§ Input records:
____

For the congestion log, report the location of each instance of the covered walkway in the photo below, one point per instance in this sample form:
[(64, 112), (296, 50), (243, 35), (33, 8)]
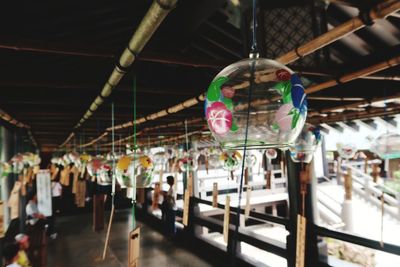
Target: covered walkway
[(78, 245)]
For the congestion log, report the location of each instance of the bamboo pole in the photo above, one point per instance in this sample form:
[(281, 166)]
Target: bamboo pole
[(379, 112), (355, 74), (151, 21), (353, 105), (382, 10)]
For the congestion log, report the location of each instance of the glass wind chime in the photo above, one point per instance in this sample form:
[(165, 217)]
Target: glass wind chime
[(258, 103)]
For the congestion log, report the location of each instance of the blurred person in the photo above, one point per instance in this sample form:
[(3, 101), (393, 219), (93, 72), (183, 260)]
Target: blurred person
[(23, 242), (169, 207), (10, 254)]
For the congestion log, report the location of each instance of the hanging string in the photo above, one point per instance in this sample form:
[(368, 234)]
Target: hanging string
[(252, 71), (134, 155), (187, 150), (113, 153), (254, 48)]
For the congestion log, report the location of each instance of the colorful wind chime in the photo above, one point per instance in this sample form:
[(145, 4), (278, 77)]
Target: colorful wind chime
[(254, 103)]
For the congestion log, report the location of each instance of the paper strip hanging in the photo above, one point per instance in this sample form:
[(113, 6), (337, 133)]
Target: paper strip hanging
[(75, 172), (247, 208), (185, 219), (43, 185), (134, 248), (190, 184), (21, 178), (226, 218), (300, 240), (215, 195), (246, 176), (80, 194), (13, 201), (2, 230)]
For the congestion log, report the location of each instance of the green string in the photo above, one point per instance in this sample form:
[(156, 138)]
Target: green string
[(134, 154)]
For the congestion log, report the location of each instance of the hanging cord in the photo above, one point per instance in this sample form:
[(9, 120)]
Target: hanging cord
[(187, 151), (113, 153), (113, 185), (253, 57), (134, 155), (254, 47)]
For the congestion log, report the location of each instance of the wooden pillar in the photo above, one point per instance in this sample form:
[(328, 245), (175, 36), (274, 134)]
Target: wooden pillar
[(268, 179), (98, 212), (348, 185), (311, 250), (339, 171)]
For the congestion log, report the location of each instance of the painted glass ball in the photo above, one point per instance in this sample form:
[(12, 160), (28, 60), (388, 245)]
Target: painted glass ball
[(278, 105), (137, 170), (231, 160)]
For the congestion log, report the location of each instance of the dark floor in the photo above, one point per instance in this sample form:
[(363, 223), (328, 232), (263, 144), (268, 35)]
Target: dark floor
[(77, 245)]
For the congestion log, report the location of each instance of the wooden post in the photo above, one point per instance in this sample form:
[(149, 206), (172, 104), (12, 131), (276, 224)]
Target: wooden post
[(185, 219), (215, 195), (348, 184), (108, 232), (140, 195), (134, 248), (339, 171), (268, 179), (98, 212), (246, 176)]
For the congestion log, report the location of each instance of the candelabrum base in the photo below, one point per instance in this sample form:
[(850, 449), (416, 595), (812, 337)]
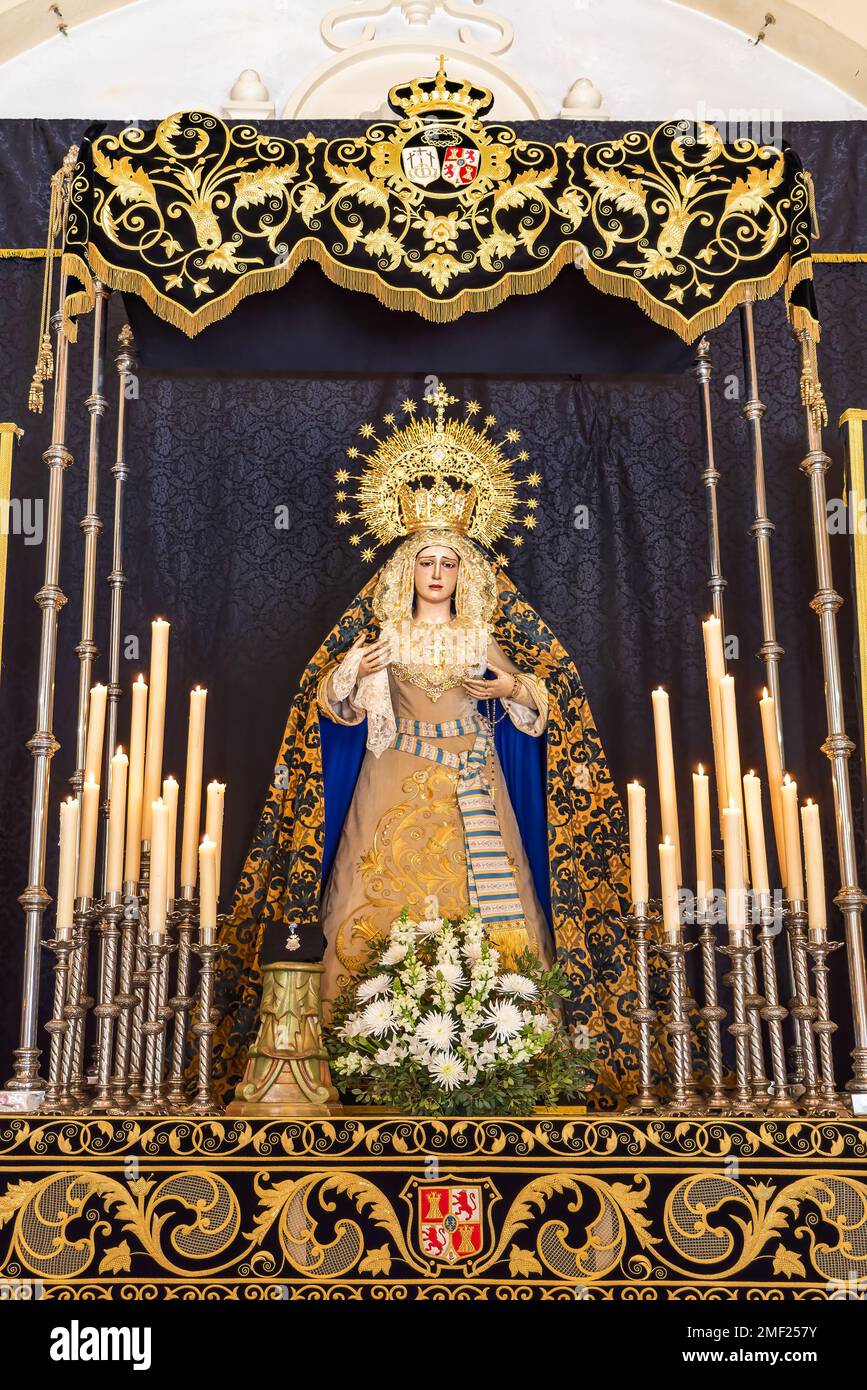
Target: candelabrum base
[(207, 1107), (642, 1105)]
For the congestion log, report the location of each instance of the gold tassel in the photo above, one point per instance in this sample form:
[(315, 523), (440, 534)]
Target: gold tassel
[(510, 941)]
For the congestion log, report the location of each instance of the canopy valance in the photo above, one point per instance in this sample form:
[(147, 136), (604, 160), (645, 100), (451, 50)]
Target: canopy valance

____

§ Given instruction: Give all the rows above again with "congestion log" replaced by "crowding record" and everything else unchanged. Leave out the pictures.

§ Solution to the exercise:
For the crowding record, report the location of each instance of the covered walkway in the photo below, one point per instance in this sample form:
[(64, 112), (296, 50), (243, 35), (33, 8)]
Target: covered walkway
[(78, 245)]
For the crowding record, report the location of each instance of the bamboo pole in the photo above, one point per instance in this sample form:
[(281, 166)]
Target: bamboo pole
[(379, 112), (355, 74), (151, 21), (353, 105), (382, 10)]
For the crowding record, report the location of each instance of the glass wind chime in the photo above, one point per instance in this sample form:
[(165, 217)]
Target: glass wind chime
[(258, 103)]
For the crowding record, report the location of each instance of the blurred person in the photo above, one point per instance in this sample form:
[(3, 101), (393, 219), (93, 72), (183, 260)]
Target: blurred person
[(23, 242), (169, 207), (10, 254)]
For the crowding record, report the location of each instance of the hanging string in the photo above, one point per instance in this sample form:
[(368, 234)]
Target: hanging string
[(252, 71), (134, 155), (187, 150), (113, 153), (254, 48)]
For the crowding record, report the location of each instance of the colorful wind chime in the photo above, one point per instance in this sample form:
[(145, 4), (278, 77)]
Target: colorful wind chime
[(254, 103)]
For the crowding record, report the location of each instance of the paper strip hanging in the photo above, one point per instance in this sample form:
[(113, 6), (337, 133)]
Target: paper strip hanging
[(75, 172), (247, 208), (185, 219), (43, 185), (134, 248), (190, 184), (21, 178), (226, 218), (300, 240), (215, 195), (246, 176), (80, 194), (13, 201), (2, 230)]
For the crowding record, report the location of each instance of the green string in the photo above, one point per instance in this sample form:
[(156, 138)]
Target: green string
[(134, 154)]
For the crowding record, report the location of each instance of the hanging cord in the photo above, one point per instance in this sample form:
[(9, 120)]
Target: hanging cord
[(187, 151), (113, 153), (113, 185), (253, 57), (134, 155), (254, 47)]
For the crowding record, report the location of each instance of the wooden pillar in the photo above, one point per instance in this sample form:
[(328, 245), (175, 36), (274, 134)]
Target: wooden pillar
[(268, 179), (98, 212), (348, 185), (311, 250), (339, 171)]
For the crowding record, report the location of each instance of the painted glass ball in the photo above, one point per instance in this sample form:
[(12, 160), (28, 60), (388, 245)]
Target: painted glass ball
[(278, 105), (137, 170), (231, 160)]
For the crowding record, report the location of each instance of the dark floor in the photo above, one point per instance in this sample form:
[(363, 223), (328, 232), (263, 144), (268, 35)]
Target: dark floor
[(77, 245)]
For the crowding record, report the location of each instance of the wooden post in the photo above, one point per instance in this sample form:
[(149, 206), (172, 104), (12, 131), (276, 224)]
Target: wooden post
[(185, 219), (215, 195), (348, 184), (108, 232), (140, 195), (134, 248), (339, 171), (268, 179), (98, 212), (246, 176)]
For the crowding record, report the location of each instance of the candelabrum base in the photo below, one point per instance in this sample form:
[(850, 449), (416, 595), (812, 337)]
Target: candelabrum base
[(207, 1107), (642, 1105)]
For the crowding record, report the location of each instance of the gold tassel in the photo above, one point per instance in this sample form:
[(315, 523), (440, 534)]
Target: gold tassel
[(510, 941)]
For the crowding record, report the location of each instance of the canopy valance in the photo above, one point per instance in this sample form:
[(147, 136), (604, 160), (645, 100), (451, 50)]
Target: canopy valance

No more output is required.